Start of EXERCISE DATA
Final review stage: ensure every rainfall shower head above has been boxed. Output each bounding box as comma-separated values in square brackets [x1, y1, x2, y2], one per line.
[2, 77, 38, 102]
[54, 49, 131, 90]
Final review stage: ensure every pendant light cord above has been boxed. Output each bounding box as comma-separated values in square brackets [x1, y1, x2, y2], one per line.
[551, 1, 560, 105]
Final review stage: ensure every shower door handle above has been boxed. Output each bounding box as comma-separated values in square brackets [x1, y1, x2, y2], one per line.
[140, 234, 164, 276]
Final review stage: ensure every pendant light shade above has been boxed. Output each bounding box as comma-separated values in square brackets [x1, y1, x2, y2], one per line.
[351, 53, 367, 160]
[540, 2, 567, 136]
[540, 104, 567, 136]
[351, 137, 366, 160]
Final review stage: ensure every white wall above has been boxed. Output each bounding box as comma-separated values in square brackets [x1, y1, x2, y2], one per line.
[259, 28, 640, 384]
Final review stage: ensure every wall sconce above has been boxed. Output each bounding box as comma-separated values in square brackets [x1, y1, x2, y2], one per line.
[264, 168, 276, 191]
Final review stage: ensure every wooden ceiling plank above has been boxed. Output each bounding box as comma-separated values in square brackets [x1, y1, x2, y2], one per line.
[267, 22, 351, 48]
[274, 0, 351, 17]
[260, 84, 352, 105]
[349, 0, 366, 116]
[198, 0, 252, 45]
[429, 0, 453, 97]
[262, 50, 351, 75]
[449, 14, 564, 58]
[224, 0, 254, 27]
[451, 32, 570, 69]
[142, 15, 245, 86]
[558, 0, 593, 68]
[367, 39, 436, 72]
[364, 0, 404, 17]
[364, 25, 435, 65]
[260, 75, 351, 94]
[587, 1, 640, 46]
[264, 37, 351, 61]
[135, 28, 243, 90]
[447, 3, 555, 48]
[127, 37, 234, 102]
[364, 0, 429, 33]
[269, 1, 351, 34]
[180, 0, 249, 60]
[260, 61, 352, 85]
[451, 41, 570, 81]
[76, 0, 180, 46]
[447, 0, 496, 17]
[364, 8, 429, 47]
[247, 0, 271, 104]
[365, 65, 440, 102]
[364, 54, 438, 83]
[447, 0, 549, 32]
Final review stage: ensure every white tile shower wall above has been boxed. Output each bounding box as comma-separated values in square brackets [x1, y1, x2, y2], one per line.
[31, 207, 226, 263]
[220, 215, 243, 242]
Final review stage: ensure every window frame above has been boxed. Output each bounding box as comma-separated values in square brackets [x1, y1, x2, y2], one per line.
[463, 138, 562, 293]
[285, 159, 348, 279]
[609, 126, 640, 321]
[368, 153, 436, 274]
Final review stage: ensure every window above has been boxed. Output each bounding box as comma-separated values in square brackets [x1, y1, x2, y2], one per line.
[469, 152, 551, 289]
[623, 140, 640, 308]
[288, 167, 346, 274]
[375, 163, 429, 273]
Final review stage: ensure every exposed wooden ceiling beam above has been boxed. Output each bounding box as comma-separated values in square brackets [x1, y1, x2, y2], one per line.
End of EXERCISE DATA
YOUR TASK: Rewrite the listing above, replacing "Final review stage" with "Last check" throughout and leaving everything else unchanged.

SOLUTION TO THIS TASK:
Last check: ensure every rainfall shower head above has been boxed. Output each bounding box as comma-separated values in square brackets [x1, y1, x2, y2], one per line.
[2, 77, 38, 102]
[54, 49, 131, 90]
Last check: ensure every pendant light cord above has been boxed. Output each bounding box as comma-separated values in square brackets [x1, y1, x2, y2], one per line.
[551, 1, 560, 105]
Last check: ensure every shower door handle above has been boxed. Output each bounding box as comma-separated values in square brackets [x1, y1, x2, y2], one per line.
[140, 234, 164, 276]
Last check: ensure every pendant light shade above has been boxed. Output each bounding box as comma-separated values in square brackets [x1, y1, x2, y2], one per line.
[351, 53, 367, 160]
[540, 2, 567, 136]
[540, 104, 567, 136]
[351, 137, 366, 160]
Last check: ensure every white wall above has been boxed. Output each bounding box as comma-separated values in square brackets [x1, y1, x2, y2], one per line.
[259, 28, 640, 384]
Last check: ensure every wall sconce above has been boxed. Output each bounding box as comma-separated values in square brackets [x1, y1, x2, y2], one per line.
[264, 168, 276, 191]
Last check: ensure every wooden ceiling plank above has been boxed. Output each bounding box as comma-separated values in square brackets [x1, y1, x2, y2], one per line.
[267, 22, 351, 48]
[274, 0, 351, 17]
[260, 84, 352, 105]
[349, 0, 366, 116]
[198, 0, 252, 45]
[429, 0, 453, 97]
[262, 50, 351, 75]
[449, 14, 564, 58]
[224, 0, 254, 27]
[451, 32, 570, 69]
[142, 15, 245, 86]
[558, 0, 593, 68]
[367, 39, 436, 72]
[364, 0, 404, 17]
[364, 25, 435, 65]
[260, 75, 351, 94]
[587, 1, 640, 46]
[264, 37, 351, 61]
[135, 28, 243, 90]
[447, 3, 555, 48]
[127, 37, 234, 102]
[364, 0, 429, 33]
[269, 1, 351, 34]
[180, 0, 249, 60]
[260, 61, 352, 85]
[451, 41, 570, 81]
[76, 0, 180, 46]
[447, 0, 496, 17]
[364, 8, 429, 47]
[247, 0, 271, 104]
[365, 65, 440, 102]
[364, 54, 438, 83]
[447, 0, 549, 32]
Last check: ensure every white tile shower wall above has been boxed. Output each bounding box as comma-separated values in square brackets [x1, y1, x2, y2], one per line.
[31, 207, 226, 263]
[220, 215, 243, 242]
Last check: ensure every window frame above has been boxed. Output each bounding box as comma-separated values in square brackets [x1, y1, x2, y2], one per line.
[463, 138, 562, 293]
[285, 159, 348, 279]
[609, 126, 640, 321]
[368, 153, 436, 274]
Last check: ensure every window above has been boxed. Output each bounding box as comma-separated values in square brackets [x1, y1, x2, y2], one per line.
[469, 152, 551, 289]
[623, 140, 640, 308]
[288, 167, 346, 274]
[375, 163, 429, 273]
Last check: ensure every exposed wooden ceiling beam above has been boxed. Output each bounding box as comma-separated values in square brackets [x1, y1, x2, y2], one per line.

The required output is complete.